▶ **Korte opdracht**: Welke minimumleeftijd vraagt de motie in de tekst over de leeftijdsgrens voor sociale media?

Beschermen en begrenzen: meerderheid Kamer stemt voor leeftijdsgrens sociale media

Website format -7

Dat de verslavende algoritmes van sociale media negatieve gevolgen kunnen hebben voor jongeren is onbetwist. Daarom stemde de Tweede Kamer op 4 Maart in met een motie van D66-Kamerlid Hanneke van der Werf voor het instellen van een minimumleeftijd van vijftien jaar voor sociale media die zulke algoritmes gebruiken. Het betreft niet alle sociale media, maar platformen die specifiek deze verslavende algoritmes hanteren. Denk hierbij aan apps als Instagram, TikTok en X. De motie beoogt zowel nationale als Europese regelgeving. 

(Motie)vatie

De motie ziet op een minimumleeftijd voor socialemediagebruik die bedoeld is om jongeren te beschermen tegen verslavende algoritmes op bepaalde platformen. Volgens D66 moet een lijst gemaakt worden van platformen met algoritmes die gebruikers opzettelijk zo lang mogelijk op de app houden. De achterliggende motivatie is de groeiende zorg over de schadelijke effecten van deze algoritmes op de mentale ontwikkeling van jongeren. Door een leeftijdsgrens in te stellen, hopen voorstanders jongeren in een kwetsbare levensfase af te schermen van de negatieve invloeden.  

De motie dient als een oproep aan het kabinet om duidelijke en nauwkeurige regels op nationaal niveau op te stellen. Ook is het de bedoeling dat het kabinet in gesprek gaat met andere Europese landen over een algemene minimumleeftijd. Uit huidige Europese regelgeving volgt al dat jongeren onder zestien toestemming van hun ouders nodig hebben om sociale media te gebruiken. Echter, het wordt momenteel aan techbedrijven zelf overgelaten óf en hoe zij dat controleren. Als gevolg wordt deze regelgeving niet voldoende gevolgd en gehandhaafd. Hieruit vloeit het voorstel voort om op nationaal en Europees niveau regels op te stellen die beter te handhaven zijn.

[Annotatiegegevens]
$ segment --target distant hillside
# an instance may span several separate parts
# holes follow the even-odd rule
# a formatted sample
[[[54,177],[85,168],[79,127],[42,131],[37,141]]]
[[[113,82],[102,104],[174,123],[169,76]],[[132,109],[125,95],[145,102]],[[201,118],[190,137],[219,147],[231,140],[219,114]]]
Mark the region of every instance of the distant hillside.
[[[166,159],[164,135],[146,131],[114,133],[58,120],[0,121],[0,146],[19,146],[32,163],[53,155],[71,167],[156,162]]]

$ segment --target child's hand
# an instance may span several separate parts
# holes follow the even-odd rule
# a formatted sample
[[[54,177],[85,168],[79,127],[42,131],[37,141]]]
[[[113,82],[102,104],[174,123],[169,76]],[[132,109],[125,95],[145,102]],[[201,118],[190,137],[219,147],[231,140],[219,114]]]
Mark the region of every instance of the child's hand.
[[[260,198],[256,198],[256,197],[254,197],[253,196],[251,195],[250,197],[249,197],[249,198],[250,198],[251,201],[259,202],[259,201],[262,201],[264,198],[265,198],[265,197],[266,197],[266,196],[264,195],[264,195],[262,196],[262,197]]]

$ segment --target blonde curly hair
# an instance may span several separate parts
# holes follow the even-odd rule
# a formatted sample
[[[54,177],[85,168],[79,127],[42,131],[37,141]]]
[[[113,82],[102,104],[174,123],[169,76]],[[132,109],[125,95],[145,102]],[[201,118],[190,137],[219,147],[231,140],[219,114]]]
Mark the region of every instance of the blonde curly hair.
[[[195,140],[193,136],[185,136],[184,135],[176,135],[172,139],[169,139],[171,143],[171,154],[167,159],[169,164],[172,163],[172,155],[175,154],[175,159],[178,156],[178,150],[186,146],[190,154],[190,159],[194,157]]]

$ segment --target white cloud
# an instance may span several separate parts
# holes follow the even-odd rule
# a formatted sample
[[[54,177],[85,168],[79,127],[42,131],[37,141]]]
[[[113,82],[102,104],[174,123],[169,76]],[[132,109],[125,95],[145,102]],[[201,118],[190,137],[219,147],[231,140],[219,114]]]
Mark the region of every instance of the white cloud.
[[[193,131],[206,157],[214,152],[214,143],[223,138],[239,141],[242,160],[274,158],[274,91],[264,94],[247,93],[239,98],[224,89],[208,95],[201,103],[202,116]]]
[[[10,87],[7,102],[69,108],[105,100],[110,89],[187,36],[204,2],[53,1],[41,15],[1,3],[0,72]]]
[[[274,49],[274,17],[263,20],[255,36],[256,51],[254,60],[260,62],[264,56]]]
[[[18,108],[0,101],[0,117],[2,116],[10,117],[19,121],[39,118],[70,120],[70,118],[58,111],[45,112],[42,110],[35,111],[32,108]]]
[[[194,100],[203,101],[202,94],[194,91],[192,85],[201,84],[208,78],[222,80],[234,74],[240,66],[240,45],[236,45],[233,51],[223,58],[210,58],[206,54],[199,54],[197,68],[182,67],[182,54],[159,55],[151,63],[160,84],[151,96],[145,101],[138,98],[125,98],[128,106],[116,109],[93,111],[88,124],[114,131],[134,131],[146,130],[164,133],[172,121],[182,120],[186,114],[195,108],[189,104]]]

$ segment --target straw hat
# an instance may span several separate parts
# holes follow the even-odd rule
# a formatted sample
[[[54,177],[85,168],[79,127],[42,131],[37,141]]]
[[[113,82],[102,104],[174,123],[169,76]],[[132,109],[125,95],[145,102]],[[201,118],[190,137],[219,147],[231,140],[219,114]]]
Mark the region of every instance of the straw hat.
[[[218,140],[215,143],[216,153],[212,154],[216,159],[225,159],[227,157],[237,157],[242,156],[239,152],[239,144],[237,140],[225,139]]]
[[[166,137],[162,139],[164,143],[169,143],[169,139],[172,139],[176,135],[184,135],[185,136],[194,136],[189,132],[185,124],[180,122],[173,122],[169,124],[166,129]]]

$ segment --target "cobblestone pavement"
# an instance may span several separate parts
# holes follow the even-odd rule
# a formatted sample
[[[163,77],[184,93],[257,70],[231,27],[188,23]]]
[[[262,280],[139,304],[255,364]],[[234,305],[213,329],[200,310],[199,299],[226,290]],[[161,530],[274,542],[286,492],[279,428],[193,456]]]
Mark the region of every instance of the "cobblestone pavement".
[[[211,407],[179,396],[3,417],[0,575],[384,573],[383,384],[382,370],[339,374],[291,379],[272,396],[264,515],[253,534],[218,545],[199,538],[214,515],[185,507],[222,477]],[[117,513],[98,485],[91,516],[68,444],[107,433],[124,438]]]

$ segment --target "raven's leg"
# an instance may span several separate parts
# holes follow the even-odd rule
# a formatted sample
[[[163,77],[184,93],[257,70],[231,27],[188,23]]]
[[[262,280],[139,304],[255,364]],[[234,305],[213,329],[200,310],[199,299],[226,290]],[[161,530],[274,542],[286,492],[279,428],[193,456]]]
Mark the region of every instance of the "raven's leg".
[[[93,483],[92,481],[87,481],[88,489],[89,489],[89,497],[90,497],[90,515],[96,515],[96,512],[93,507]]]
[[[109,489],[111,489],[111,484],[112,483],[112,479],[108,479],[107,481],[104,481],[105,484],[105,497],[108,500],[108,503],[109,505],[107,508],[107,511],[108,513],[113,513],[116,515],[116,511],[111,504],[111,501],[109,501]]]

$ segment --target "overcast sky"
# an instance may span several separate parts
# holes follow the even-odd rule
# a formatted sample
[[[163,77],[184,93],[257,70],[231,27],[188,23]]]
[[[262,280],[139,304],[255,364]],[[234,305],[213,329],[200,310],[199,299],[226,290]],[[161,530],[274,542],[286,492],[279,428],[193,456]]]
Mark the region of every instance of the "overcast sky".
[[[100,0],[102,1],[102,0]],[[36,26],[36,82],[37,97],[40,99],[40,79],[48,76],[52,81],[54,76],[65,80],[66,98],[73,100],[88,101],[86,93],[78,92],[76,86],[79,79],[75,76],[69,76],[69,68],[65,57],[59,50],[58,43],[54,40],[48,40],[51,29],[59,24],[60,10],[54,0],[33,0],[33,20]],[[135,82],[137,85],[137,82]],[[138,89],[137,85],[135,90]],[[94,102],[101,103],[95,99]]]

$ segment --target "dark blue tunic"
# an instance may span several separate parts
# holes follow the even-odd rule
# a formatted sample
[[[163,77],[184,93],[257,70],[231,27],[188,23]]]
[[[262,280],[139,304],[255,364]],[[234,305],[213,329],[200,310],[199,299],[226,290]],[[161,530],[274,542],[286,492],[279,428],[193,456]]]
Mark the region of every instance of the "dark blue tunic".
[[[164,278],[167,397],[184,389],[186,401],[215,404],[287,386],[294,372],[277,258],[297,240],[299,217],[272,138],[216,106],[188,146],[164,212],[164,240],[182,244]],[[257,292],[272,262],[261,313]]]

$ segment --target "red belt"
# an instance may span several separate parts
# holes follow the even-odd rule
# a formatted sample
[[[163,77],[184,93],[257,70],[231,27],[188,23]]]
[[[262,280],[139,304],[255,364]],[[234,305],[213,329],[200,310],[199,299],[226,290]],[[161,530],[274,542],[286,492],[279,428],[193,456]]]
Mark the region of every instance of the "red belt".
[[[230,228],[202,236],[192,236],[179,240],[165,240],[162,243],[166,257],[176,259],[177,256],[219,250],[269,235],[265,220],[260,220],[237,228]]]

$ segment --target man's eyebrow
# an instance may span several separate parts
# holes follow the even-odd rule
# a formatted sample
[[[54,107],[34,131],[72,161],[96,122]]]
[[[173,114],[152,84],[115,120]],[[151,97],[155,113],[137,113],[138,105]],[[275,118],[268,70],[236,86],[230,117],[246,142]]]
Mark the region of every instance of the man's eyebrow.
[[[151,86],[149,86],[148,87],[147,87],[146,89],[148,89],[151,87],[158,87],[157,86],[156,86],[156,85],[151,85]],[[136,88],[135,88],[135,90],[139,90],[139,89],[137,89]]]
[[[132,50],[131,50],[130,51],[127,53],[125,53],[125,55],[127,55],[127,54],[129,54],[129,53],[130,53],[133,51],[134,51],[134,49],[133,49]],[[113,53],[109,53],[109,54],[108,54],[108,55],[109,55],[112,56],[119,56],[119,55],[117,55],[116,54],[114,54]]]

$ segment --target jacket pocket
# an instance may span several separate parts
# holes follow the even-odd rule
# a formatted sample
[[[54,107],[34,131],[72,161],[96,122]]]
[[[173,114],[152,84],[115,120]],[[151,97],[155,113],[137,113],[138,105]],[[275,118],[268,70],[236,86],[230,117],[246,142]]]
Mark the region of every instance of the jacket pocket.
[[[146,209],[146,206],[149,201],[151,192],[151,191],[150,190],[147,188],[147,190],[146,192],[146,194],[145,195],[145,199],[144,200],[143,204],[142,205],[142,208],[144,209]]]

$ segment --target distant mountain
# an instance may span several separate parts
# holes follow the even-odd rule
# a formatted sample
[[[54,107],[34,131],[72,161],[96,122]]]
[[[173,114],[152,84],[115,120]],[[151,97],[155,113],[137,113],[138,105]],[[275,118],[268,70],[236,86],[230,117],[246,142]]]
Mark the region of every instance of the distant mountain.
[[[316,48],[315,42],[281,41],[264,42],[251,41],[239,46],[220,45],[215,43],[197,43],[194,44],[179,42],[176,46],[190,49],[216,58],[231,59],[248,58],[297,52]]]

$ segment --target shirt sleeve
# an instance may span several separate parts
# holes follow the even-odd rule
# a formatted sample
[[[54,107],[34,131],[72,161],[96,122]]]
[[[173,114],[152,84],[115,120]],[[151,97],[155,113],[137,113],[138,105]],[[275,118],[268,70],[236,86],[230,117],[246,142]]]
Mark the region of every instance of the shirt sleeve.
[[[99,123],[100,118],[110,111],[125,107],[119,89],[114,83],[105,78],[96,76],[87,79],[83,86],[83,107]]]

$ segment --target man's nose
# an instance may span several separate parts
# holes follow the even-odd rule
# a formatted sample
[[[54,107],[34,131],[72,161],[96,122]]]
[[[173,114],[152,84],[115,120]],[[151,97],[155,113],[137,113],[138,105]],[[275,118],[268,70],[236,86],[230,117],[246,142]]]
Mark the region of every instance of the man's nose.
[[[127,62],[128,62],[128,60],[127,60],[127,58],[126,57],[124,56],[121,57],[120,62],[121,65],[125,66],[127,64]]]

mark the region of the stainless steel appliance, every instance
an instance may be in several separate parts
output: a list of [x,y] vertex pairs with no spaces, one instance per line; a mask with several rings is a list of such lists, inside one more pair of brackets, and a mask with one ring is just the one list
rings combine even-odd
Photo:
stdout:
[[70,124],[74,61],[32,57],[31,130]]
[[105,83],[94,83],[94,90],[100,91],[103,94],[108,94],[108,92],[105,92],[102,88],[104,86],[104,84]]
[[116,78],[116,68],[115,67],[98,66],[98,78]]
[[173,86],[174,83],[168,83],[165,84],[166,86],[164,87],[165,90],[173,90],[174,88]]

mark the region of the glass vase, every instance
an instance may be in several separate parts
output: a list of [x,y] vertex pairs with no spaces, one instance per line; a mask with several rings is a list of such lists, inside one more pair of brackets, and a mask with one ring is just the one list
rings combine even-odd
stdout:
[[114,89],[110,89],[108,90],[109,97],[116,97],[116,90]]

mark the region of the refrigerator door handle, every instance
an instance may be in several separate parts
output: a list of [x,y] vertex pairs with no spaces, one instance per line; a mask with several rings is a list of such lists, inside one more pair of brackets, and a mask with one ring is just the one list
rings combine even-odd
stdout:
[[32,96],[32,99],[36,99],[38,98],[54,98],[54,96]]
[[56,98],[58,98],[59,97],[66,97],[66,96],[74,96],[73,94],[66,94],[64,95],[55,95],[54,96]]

▶ **Oplossing**: Vijftien jaar.